#### WHAT YOU NEED TO DO
Report how many lines of the records below contain the word "each", giving only the number.

#### DATA ENTRIES
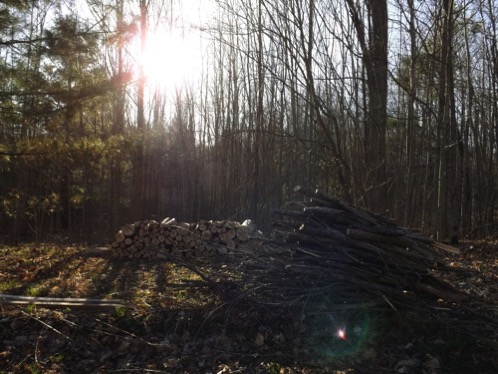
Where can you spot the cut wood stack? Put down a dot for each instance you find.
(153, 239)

...

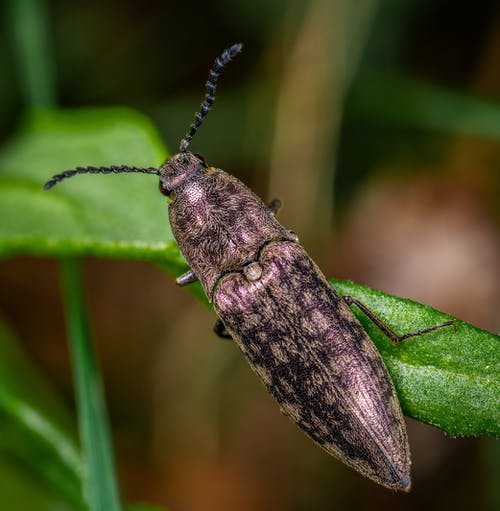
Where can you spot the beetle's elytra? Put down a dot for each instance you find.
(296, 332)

---

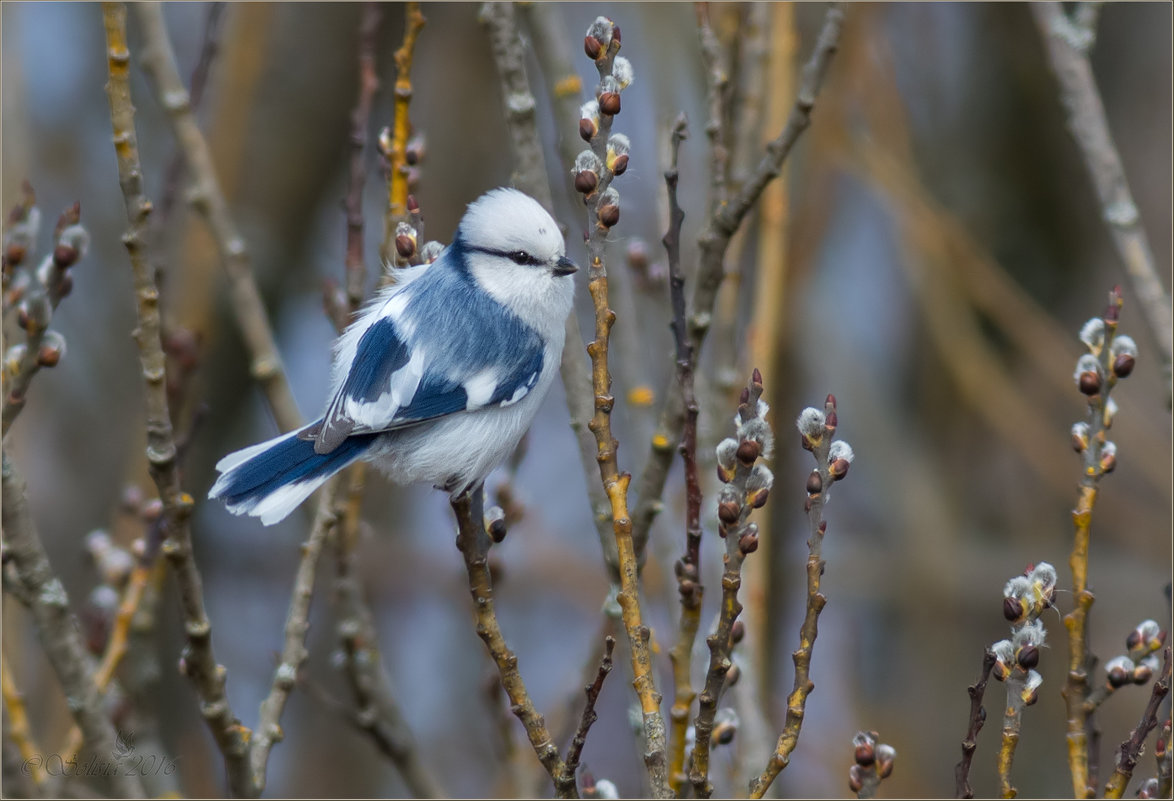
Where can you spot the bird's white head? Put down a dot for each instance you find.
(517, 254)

#### OUTPUT OF THE EXERCISE
3